• WRITTEN REQUEST: Express every line of the entries below as a JSON list of strings, one string per line, with blank lines and pictures omitted.

(Spatial annotation records)

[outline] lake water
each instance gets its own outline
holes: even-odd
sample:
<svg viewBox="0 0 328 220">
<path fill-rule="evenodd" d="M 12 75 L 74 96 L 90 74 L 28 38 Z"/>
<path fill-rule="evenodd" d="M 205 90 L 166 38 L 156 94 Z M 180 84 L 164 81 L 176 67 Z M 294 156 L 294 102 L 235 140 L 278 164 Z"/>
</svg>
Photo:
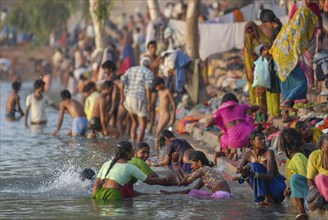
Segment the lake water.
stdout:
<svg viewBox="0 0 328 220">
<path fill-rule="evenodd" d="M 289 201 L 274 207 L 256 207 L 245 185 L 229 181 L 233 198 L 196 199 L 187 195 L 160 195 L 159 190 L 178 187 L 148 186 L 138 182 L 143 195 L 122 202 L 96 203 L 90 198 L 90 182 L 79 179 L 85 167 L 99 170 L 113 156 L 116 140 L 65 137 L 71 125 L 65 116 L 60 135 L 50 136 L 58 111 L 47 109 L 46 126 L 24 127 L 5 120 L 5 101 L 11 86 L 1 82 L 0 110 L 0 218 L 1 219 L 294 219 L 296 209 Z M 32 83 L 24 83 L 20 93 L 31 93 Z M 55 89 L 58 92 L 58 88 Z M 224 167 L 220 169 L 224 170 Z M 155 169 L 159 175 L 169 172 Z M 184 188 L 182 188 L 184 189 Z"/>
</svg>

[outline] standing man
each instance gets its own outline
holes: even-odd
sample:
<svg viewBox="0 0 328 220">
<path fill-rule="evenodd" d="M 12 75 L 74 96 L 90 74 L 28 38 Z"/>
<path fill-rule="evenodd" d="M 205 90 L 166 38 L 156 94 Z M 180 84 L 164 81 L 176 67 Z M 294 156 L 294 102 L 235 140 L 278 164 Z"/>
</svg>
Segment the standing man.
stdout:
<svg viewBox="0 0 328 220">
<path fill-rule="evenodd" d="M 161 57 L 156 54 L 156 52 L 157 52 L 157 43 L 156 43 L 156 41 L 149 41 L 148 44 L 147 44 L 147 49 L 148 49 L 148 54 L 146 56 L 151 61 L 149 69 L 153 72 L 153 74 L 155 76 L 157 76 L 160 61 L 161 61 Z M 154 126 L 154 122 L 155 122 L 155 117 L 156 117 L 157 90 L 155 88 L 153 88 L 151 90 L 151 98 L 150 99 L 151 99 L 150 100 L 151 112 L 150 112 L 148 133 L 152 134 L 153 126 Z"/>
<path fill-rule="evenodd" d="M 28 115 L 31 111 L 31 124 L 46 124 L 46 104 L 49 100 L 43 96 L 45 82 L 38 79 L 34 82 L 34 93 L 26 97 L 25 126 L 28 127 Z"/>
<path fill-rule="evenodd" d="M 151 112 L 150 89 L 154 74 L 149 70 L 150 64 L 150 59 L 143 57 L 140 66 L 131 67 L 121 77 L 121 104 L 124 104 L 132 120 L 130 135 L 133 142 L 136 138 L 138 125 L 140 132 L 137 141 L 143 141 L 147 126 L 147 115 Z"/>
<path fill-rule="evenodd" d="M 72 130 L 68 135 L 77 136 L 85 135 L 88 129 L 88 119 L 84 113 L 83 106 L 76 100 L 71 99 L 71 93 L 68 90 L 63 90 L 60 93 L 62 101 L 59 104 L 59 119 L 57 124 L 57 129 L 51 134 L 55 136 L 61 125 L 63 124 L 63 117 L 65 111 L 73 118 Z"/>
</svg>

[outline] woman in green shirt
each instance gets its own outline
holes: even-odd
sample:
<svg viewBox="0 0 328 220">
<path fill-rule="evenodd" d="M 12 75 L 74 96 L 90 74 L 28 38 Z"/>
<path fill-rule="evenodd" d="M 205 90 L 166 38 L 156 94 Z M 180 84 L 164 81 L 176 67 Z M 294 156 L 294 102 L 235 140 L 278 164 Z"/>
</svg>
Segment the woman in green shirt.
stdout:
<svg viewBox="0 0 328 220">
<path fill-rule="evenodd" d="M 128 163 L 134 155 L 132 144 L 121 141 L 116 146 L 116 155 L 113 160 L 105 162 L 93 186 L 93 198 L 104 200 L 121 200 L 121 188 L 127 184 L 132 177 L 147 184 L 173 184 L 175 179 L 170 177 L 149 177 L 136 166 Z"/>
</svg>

• PROBLEM SOLUTION:
[
  "[outline] lake water",
  "each instance gets its own outline",
  "holes: even-odd",
  "sample:",
  "<svg viewBox=\"0 0 328 220\">",
  "<path fill-rule=\"evenodd\" d=\"M 12 75 L 74 96 L 90 74 L 28 38 Z\"/>",
  "<path fill-rule=\"evenodd\" d=\"M 205 90 L 166 38 L 156 94 Z M 180 84 L 164 81 L 176 67 Z M 294 156 L 294 102 L 235 140 L 278 164 Z\"/>",
  "</svg>",
  "Photo:",
  "Segment the lake water.",
  "stdout:",
  "<svg viewBox=\"0 0 328 220\">",
  "<path fill-rule=\"evenodd\" d=\"M 289 201 L 274 207 L 256 207 L 245 185 L 229 181 L 233 198 L 196 199 L 187 195 L 160 195 L 159 190 L 178 187 L 148 186 L 138 182 L 143 195 L 122 202 L 96 203 L 90 198 L 90 182 L 79 179 L 85 167 L 99 170 L 113 156 L 116 140 L 65 137 L 71 125 L 65 116 L 60 135 L 50 136 L 58 111 L 47 109 L 46 126 L 24 127 L 5 120 L 5 101 L 11 86 L 1 82 L 0 110 L 0 218 L 1 219 L 294 219 L 296 209 Z M 32 83 L 24 83 L 20 93 L 31 93 Z M 55 89 L 58 92 L 58 88 Z M 224 167 L 220 169 L 224 170 Z M 155 169 L 159 175 L 169 172 Z M 184 188 L 182 188 L 184 189 Z\"/>",
  "</svg>",
  "[outline] standing man",
  "each instance gets its own outline",
  "holes: even-odd",
  "sample:",
  "<svg viewBox=\"0 0 328 220\">",
  "<path fill-rule=\"evenodd\" d=\"M 12 75 L 74 96 L 90 74 L 28 38 Z\"/>",
  "<path fill-rule=\"evenodd\" d=\"M 205 90 L 166 38 L 156 94 Z M 180 84 L 164 81 L 176 67 Z M 294 156 L 294 102 L 235 140 L 278 164 Z\"/>",
  "</svg>",
  "Segment the standing man.",
  "stdout:",
  "<svg viewBox=\"0 0 328 220\">",
  "<path fill-rule=\"evenodd\" d=\"M 161 57 L 156 54 L 156 52 L 157 52 L 157 43 L 156 43 L 156 41 L 149 41 L 148 44 L 147 44 L 147 49 L 148 49 L 148 54 L 146 56 L 151 61 L 149 69 L 153 72 L 153 74 L 155 76 L 157 76 L 160 61 L 161 61 Z M 154 126 L 154 122 L 155 122 L 155 117 L 156 117 L 157 90 L 155 88 L 153 88 L 151 90 L 151 98 L 150 99 L 151 99 L 150 100 L 151 112 L 150 112 L 148 133 L 152 134 L 153 126 Z\"/>",
  "<path fill-rule=\"evenodd\" d=\"M 28 115 L 31 111 L 31 124 L 46 124 L 46 104 L 49 100 L 43 96 L 45 82 L 38 79 L 34 82 L 34 93 L 26 97 L 25 126 L 28 127 Z\"/>",
  "<path fill-rule=\"evenodd\" d=\"M 151 112 L 150 89 L 154 74 L 149 70 L 150 64 L 150 59 L 143 57 L 140 66 L 131 67 L 121 77 L 121 104 L 124 104 L 132 120 L 130 135 L 133 142 L 136 138 L 138 125 L 140 132 L 137 141 L 143 141 L 147 126 L 147 115 Z\"/>",
  "<path fill-rule=\"evenodd\" d=\"M 72 130 L 68 135 L 77 136 L 85 135 L 88 129 L 88 119 L 84 113 L 83 106 L 76 100 L 71 99 L 71 93 L 68 90 L 63 90 L 60 93 L 62 101 L 59 104 L 59 119 L 57 124 L 57 129 L 51 134 L 55 136 L 61 125 L 63 124 L 63 117 L 65 111 L 73 118 Z\"/>",
  "</svg>",
  "[outline] woman in green shirt",
  "each instance gets its own outline",
  "holes: even-odd",
  "sample:",
  "<svg viewBox=\"0 0 328 220\">",
  "<path fill-rule=\"evenodd\" d=\"M 12 75 L 74 96 L 90 74 L 28 38 Z\"/>",
  "<path fill-rule=\"evenodd\" d=\"M 205 90 L 166 38 L 156 94 Z M 180 84 L 164 81 L 176 67 Z M 294 156 L 294 102 L 235 140 L 278 164 Z\"/>",
  "</svg>",
  "Segment the woman in green shirt.",
  "stdout:",
  "<svg viewBox=\"0 0 328 220\">",
  "<path fill-rule=\"evenodd\" d=\"M 128 163 L 134 155 L 132 144 L 121 141 L 116 146 L 116 155 L 113 160 L 105 162 L 93 186 L 93 198 L 104 200 L 121 200 L 121 188 L 127 184 L 132 177 L 147 184 L 173 184 L 175 179 L 170 177 L 149 177 L 136 166 Z\"/>",
  "</svg>"
]